Data section -
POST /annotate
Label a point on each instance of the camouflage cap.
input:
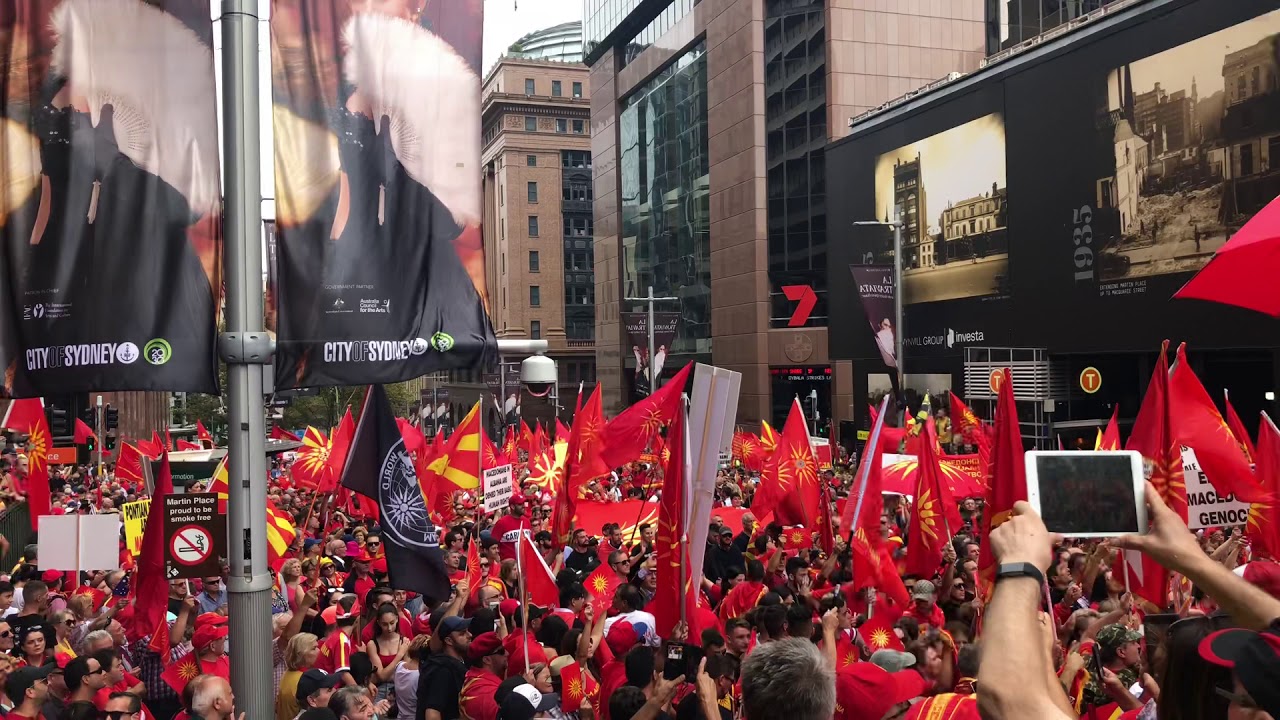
(1116, 634)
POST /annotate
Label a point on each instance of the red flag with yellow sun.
(790, 481)
(27, 417)
(320, 459)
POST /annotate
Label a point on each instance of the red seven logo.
(805, 299)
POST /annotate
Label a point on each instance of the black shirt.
(19, 624)
(439, 682)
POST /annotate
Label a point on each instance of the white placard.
(80, 542)
(59, 542)
(1205, 507)
(497, 488)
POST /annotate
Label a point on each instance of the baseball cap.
(206, 634)
(484, 646)
(315, 679)
(1116, 634)
(1255, 657)
(892, 660)
(525, 702)
(23, 678)
(1265, 575)
(867, 692)
(452, 624)
(923, 589)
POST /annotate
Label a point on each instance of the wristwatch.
(1019, 570)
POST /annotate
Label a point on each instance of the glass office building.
(664, 196)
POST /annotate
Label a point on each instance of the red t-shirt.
(334, 652)
(507, 531)
(476, 701)
(933, 619)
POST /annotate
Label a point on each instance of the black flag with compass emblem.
(380, 468)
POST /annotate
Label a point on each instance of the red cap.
(867, 692)
(951, 706)
(206, 634)
(210, 619)
(1265, 575)
(622, 637)
(484, 646)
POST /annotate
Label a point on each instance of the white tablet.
(1088, 495)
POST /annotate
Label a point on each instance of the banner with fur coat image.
(110, 251)
(379, 258)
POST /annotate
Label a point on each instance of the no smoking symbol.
(191, 545)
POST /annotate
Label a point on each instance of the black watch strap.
(1020, 570)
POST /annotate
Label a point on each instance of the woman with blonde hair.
(298, 656)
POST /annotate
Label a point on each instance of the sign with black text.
(195, 536)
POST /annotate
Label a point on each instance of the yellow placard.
(135, 522)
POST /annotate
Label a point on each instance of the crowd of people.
(780, 628)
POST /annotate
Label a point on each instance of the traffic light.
(59, 420)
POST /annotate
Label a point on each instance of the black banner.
(380, 468)
(874, 286)
(110, 251)
(1060, 203)
(636, 326)
(378, 191)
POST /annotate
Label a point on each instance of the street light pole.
(650, 300)
(247, 350)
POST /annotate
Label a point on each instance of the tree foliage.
(320, 408)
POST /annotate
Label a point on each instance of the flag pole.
(524, 593)
(247, 351)
(686, 482)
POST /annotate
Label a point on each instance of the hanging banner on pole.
(498, 488)
(378, 191)
(636, 324)
(876, 288)
(110, 250)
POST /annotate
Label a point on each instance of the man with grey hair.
(96, 641)
(211, 698)
(787, 678)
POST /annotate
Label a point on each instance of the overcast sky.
(507, 21)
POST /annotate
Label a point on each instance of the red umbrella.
(1243, 270)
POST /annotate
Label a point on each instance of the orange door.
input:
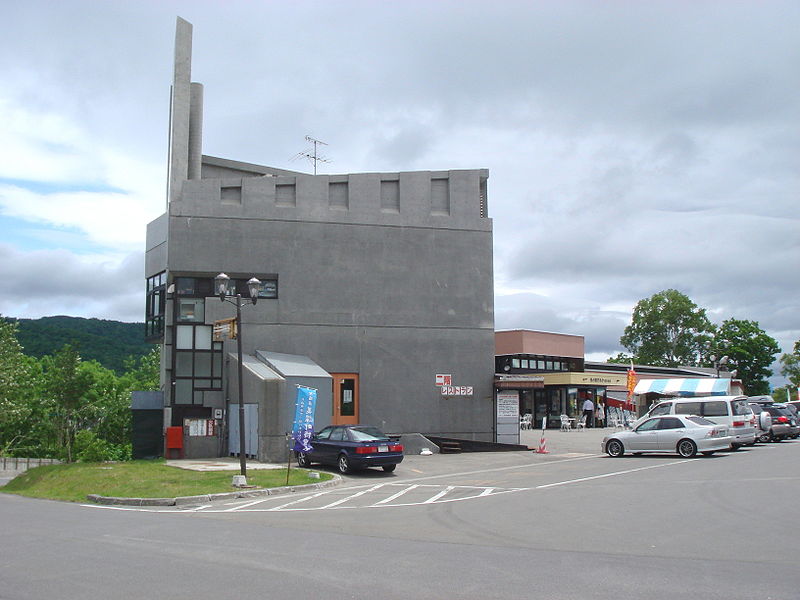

Goal - Collect every line of the records above that contains the word "white". Case counts, so only lines with that exact capitalization qualify.

Solved problem -
Label a point on each instance of the white placard.
Label a point on each instance of the white tablet.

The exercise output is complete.